- TASK INSTRUCTIONS
The data below must be returned in full and exactly.

- Point localization data

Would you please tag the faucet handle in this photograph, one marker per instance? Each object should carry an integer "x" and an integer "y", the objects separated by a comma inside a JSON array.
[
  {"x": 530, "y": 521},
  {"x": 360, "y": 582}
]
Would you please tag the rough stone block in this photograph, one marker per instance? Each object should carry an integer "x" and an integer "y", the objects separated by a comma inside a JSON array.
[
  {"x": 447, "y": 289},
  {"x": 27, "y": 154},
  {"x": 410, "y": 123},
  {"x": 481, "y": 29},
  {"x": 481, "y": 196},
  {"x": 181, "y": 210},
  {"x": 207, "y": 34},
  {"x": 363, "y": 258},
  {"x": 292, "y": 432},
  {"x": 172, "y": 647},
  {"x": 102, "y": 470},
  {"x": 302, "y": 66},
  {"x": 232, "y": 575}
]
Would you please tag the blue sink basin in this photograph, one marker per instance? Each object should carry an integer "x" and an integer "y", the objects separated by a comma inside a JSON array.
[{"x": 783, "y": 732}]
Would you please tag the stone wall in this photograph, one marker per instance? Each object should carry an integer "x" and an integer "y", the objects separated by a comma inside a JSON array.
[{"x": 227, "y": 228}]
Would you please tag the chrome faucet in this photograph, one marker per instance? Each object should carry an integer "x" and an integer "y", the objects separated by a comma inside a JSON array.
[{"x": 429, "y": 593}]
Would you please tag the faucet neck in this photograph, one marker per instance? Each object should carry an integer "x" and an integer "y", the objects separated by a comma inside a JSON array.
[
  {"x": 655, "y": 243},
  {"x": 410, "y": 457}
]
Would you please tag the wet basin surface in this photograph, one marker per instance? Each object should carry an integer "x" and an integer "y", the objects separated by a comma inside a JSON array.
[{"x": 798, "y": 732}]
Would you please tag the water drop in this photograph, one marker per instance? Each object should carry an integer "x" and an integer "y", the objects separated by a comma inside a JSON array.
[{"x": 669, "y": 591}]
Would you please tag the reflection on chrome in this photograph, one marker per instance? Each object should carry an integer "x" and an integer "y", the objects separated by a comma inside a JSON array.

- EXERCISE RESPONSE
Would you please tag the faucet handle in this photograph, one marker per instance? Each object should carry an integer "x" and an integer "y", the objects separated by a comma inside a JSON array.
[
  {"x": 530, "y": 521},
  {"x": 360, "y": 582}
]
Would you please tag the rough stone block in this photograph, one marker per instance? Each object should carry an integer "x" and an integer "y", the objects separated by a comma inside a JSON array.
[
  {"x": 447, "y": 289},
  {"x": 27, "y": 154},
  {"x": 410, "y": 123},
  {"x": 481, "y": 29},
  {"x": 481, "y": 196},
  {"x": 181, "y": 210},
  {"x": 207, "y": 34},
  {"x": 363, "y": 258},
  {"x": 292, "y": 432},
  {"x": 172, "y": 647},
  {"x": 102, "y": 470},
  {"x": 302, "y": 66},
  {"x": 232, "y": 575}
]
Would you please tag the blue sink basin in this photograph, one marker per instance? Each object should carry an integer "x" and an integer "y", the objects separated by a comma inside a JSON array.
[{"x": 783, "y": 732}]
Would you please tag the stone wall in this photograph, one marker per instance? Each object should carry an integer "x" and an integer "y", the objects separated by a comma inside a JSON array.
[{"x": 227, "y": 228}]
Would you please tag the chrome faucet in this photograph, one marker per instance? Each object should carry an integer "x" and an integer "y", the objects separated by a comma inside a JSON array.
[{"x": 429, "y": 593}]
Would you please tag the faucet neck in this photograph, one marker per instance? Each object should carry an integer "x" and an integer "y", the objects separated by a comma inside a JSON array.
[
  {"x": 655, "y": 243},
  {"x": 410, "y": 457}
]
Would you please tag the wet basin surface in this photograph, one marker per instance? Each object should carry an integer "x" and an integer "y", the objects separated by a comma inside a JSON array.
[{"x": 798, "y": 732}]
Would you please tag the water drop in this photograph, one marker per instance? Each object should carry an integer "x" and an integer "y", the objects separated by a comma inside a JSON array.
[{"x": 669, "y": 591}]
Would you please tag the reflection on chrome in this photograph, one marker per instance? Each object should carry an integer "x" and an integer "y", the objects separated by a comma inside a JSON array.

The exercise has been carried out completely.